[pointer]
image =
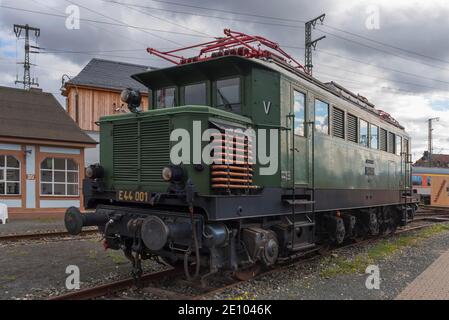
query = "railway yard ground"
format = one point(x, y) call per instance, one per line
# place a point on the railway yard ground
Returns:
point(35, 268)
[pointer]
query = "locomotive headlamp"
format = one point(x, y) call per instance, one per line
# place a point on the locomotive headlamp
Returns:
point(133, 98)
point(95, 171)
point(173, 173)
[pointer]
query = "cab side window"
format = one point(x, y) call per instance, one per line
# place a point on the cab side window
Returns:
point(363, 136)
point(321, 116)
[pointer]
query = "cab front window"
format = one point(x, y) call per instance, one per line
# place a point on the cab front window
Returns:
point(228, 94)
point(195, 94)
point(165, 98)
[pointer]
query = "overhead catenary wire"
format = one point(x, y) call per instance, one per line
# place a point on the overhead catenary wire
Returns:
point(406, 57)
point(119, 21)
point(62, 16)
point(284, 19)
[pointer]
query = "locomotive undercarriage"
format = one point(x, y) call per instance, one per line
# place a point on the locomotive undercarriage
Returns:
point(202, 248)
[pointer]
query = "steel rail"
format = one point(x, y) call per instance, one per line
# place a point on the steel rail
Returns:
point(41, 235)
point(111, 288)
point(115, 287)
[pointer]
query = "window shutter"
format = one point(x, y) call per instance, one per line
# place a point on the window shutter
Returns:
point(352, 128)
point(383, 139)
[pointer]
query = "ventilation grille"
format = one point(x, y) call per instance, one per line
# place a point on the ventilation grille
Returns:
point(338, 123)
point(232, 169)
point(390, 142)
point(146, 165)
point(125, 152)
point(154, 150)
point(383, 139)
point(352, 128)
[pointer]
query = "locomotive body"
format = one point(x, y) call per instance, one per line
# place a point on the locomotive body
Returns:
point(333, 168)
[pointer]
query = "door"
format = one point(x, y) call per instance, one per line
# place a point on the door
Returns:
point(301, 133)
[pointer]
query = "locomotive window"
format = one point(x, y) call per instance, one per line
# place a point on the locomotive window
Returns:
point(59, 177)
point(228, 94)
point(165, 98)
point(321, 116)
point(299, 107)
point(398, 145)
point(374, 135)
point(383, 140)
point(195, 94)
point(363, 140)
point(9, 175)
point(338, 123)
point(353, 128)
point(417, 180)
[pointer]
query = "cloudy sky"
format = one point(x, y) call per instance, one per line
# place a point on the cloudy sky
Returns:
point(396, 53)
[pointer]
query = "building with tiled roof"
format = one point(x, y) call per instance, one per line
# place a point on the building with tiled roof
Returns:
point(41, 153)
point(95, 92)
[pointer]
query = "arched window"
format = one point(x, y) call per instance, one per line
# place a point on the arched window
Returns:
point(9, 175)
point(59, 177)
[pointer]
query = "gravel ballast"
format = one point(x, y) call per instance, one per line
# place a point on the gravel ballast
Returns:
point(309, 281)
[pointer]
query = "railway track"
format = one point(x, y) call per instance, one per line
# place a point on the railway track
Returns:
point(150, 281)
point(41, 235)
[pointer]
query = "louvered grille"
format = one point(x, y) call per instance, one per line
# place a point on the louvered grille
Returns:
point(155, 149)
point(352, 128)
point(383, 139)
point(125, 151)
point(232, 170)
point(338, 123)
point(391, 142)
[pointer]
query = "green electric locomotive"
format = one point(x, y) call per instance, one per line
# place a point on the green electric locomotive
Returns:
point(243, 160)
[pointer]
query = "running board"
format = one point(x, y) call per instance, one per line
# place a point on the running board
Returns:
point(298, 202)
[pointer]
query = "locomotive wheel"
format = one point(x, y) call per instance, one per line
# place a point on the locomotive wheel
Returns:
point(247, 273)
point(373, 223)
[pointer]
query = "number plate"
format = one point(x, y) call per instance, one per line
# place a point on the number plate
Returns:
=====
> Instructions for the task: Return all of the entries exactly as written, but drop any pictures they hold.

> Your solution:
[pointer]
image =
query = "railway yard ground"
format = one point(x, y) call per instance, one per line
# place a point on the railway yard ground
Returns:
point(35, 268)
[pointer]
query = "locomotive headlamp"
format = one point(x, y) call per instance, one per line
# place a point on the locomotive headlamp
Returns:
point(133, 98)
point(95, 171)
point(173, 173)
[pointer]
query = "cab side window"
format = one point(x, y) call per instance, one per line
# place a point on the cab side window
Returns:
point(363, 136)
point(321, 116)
[pointer]
query = "cab front window"
format = one point(x, y) call per instance, one per line
# place a point on the cab front window
Returns:
point(228, 94)
point(195, 94)
point(165, 98)
[pointer]
query = "overhead catenary wire"
format = one point(x, y) call per instance, one per line
# place a point on the overhead catenary wire
Returns:
point(406, 57)
point(119, 21)
point(62, 16)
point(284, 19)
[pointer]
query = "locomotive undercarriage"
format = one point(x, y) call per instance, one per line
# place a point on the locomotive undercarriage
Returns:
point(202, 248)
[pointer]
query = "steel rail"
format = one point(x, y) call per instance, one per line
# place a point on the steel rail
Returns:
point(41, 235)
point(111, 288)
point(115, 287)
[pointer]
query = "window shutter"
format = one point(x, y) call per instance, one per line
# place a point on the window shutter
Returns:
point(352, 128)
point(383, 139)
[pointer]
query = "ventilation grille"
format = one point(x, y) call per instance, one per line
# place a point on the ventilation grille
Returns:
point(338, 123)
point(232, 169)
point(390, 142)
point(146, 165)
point(125, 152)
point(154, 150)
point(383, 139)
point(352, 128)
[pointer]
query = "locomotive body"
format = one point(x, y) call per instance, one per line
# place a point on the locomotive body
Returns:
point(333, 168)
[pointer]
query = "door"
format = one point(x, y) call per instance, one per line
# place a point on the door
Returns:
point(301, 133)
[pointer]
query = "locomotive window"
format = one point(x, y) call per instance, one per line
# place a point on the locomotive window
Returns:
point(59, 177)
point(228, 94)
point(165, 98)
point(321, 116)
point(299, 107)
point(398, 145)
point(374, 135)
point(383, 140)
point(195, 94)
point(363, 140)
point(9, 175)
point(338, 123)
point(353, 128)
point(417, 180)
[pointer]
query = "cloudy sky"
format = one point(x, y) call per instance, one per line
# place a point on the cloudy sky
Returns:
point(396, 53)
[pointer]
query = "building with tiled roof"
format = one point(x, y) call per instance, one per line
# place a point on the building with tiled roof
Returns:
point(41, 153)
point(95, 92)
[pointer]
query = "arched window"
format = one point(x, y) call per instance, one per line
# place a point on the arched window
Returns:
point(9, 175)
point(59, 177)
[pointer]
query = "gravel ballast"
format = one point(x, y) call per instance, one per line
# place a point on the gravel ballast
Returns:
point(309, 281)
[pointer]
query = "railway track"
format = one point(x, y) call per instance, one per line
# place a point on the railway track
Returns:
point(150, 281)
point(41, 235)
[pointer]
query = "louvered grille"
format = one point(x, y) call per instance, one per line
# place a point on the louvered grille
Returns:
point(155, 149)
point(352, 128)
point(383, 139)
point(125, 151)
point(232, 170)
point(338, 123)
point(391, 142)
[pointer]
query = "green electric locomotive"
format = one point(x, y) call per instance, one per line
# place a point on the green electric locomotive
Returns:
point(243, 160)
[pointer]
query = "running board"
format = one point(x, y) call per instance, one per line
# place a point on the running board
Returns:
point(298, 202)
[pointer]
query = "locomotive wheel"
format = one point(x, y) call per instance, one per line
# place a point on the locomotive wheel
Returns:
point(247, 273)
point(373, 223)
[pointer]
query = "number plate"
format = one point(x, y) call per instance, one per line
# place a point on the number plate
Returns:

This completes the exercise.